• _CHALLENGE A_
In the text on parser/grammar evaluation below, how many Brown Corpus sentences were analyzed by hand at the start of the project?

• _TEXT SHOWN_
We expect that at this meeting there will also be a preliminary
discussion of proposals for the evaluation of predicate/argument
analyses. Anyone who is interested specifically in this aspect of
the meeting should mention that in their reply.
 Individuals interested in attending this meeting must contact
Ezra Black (Black at Watson.IBM.Com) by July 31. All invitees will
be sent detailed instructions for transforming parse output into
the format necessary for input to our evaluation program, PARSEVAL.
 Below is an account of our approach to parser/grammar evaluation,
from the Proceedings of the Workshop on Grammar Evalaution at ACL 1991:

 Evaluating Syntax Performance of Parser/Grammars of English

 Philip Harrison, Boeing Computer Services
 Steven Abney, Bellcore
 Ezra Black, IBM
 Dan Flickinger, Hewlett Packard
 Claudia Gdaniec, Logos, Inc.
 Ralph Grishman, NYU
 Donald Hindle, AT&T
 Robert Ingria, BBN
 Mitch Marcus, U. of Pennsylvania
 Beatrice Santorini, U. of Pennsylvania
 Tomek Strzalkowski, NYU

We report on an ongoing collaborative effort to
develop criteria, methods, measures and procedures for evaluating the
syntax performance of different broad-coverage parser/grammars of English.
The project was motivated by the apparent difficulty of comparing different
grammars because of divergences in the way they handle various syntactic
phenomena. The availability of a means for useful comparison would
allow hand-bracketed corpora, such as the University of Pennsylvania
Treebank, to serve as a source of data for evaluation of many grammars.
The project has progressed to the point where the first version of
an automated syntax evaluation program has been
completed and is available for testing. The methodology continues
to undergo refinement as more data is examined.

The project began with a comparison of hand syntactic analyses of 50 Brown
Corpus sentences by grammarians from nine organizations:
Steve Abney (Bellcore), Ezra Black (IBM), Dan Flickinger
(Hewlett Packard), Claudia Gdaniec (Logos), Ralph Grishman and Tomek
Strzalkowski (NYU), Philip Harrison (Boeing), Donald Hindle (AT&T), Robert
Ingria (BBN), and Mitch Marcus and Beatrice Santorini (U. of Pennsylvania).
The purpose of the bracketing exercise was to provide a focus for the
discussion of syntactic differences and a source of data to test proposals for
evaluation techniques. The participating grammarians produced labelled
bracketings representing what they ideally want their grammars to
specify. After the exercise was completed, a small workshop was held
at the University of Pennsylvania to discuss the results and examine
proposals for evaluation methodologies.

The results of the hand-bracketing exercise revealed that very little
structure was common to all the parses. For example, an
analysis revealed that the following three Brown Corpus sentences (taken
from what we call the "consensus" parses) display only the indicated phrases
in common to all of the bracketings:

 The famed Yankee Clipper, now retired, has been assisting (as (a batting coach)

• _INPUT RECORDS_
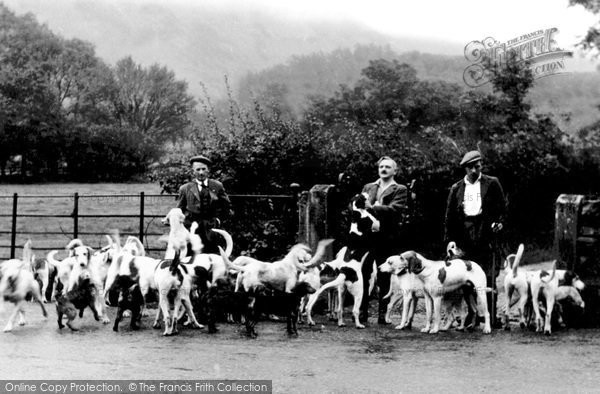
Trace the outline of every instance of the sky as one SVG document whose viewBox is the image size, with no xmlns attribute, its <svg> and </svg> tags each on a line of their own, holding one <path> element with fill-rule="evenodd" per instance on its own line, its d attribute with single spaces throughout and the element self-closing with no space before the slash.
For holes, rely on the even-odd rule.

--

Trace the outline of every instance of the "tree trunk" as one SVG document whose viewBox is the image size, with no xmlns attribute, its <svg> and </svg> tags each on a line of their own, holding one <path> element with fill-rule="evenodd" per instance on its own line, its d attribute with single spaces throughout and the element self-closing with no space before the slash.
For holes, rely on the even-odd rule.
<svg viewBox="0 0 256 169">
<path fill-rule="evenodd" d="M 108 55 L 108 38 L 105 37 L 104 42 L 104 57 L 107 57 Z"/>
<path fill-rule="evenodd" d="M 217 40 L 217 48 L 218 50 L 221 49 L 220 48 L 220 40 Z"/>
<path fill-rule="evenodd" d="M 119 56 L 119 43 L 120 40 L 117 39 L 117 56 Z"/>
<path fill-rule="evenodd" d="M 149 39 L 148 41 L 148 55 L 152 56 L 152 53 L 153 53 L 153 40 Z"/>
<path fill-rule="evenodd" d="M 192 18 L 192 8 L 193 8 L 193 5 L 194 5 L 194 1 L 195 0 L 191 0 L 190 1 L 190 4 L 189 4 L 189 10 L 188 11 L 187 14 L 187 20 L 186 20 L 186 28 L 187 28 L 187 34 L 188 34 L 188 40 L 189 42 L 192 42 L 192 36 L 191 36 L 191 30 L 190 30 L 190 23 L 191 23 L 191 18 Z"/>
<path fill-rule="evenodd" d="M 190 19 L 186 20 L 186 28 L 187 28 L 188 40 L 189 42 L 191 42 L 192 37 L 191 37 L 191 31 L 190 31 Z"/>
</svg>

• _CHALLENGE B_
Select and copy all lines of the records above that contain the word "every".

• _EXERCISE RESULT A_
50

• _EXERCISE RESULT B_
Trace the outline of every instance of the sky as one SVG document whose viewBox is the image size, with no xmlns attribute, its <svg> and </svg> tags each on a line of their own, holding one <path> element with fill-rule="evenodd" per instance on its own line, its d attribute with single spaces throughout and the element self-closing with no space before the slash.
Trace the outline of every instance of the "tree trunk" as one SVG document whose viewBox is the image size, with no xmlns attribute, its <svg> and </svg> tags each on a line of their own, holding one <path> element with fill-rule="evenodd" per instance on its own line, its d attribute with single spaces throughout and the element self-closing with no space before the slash.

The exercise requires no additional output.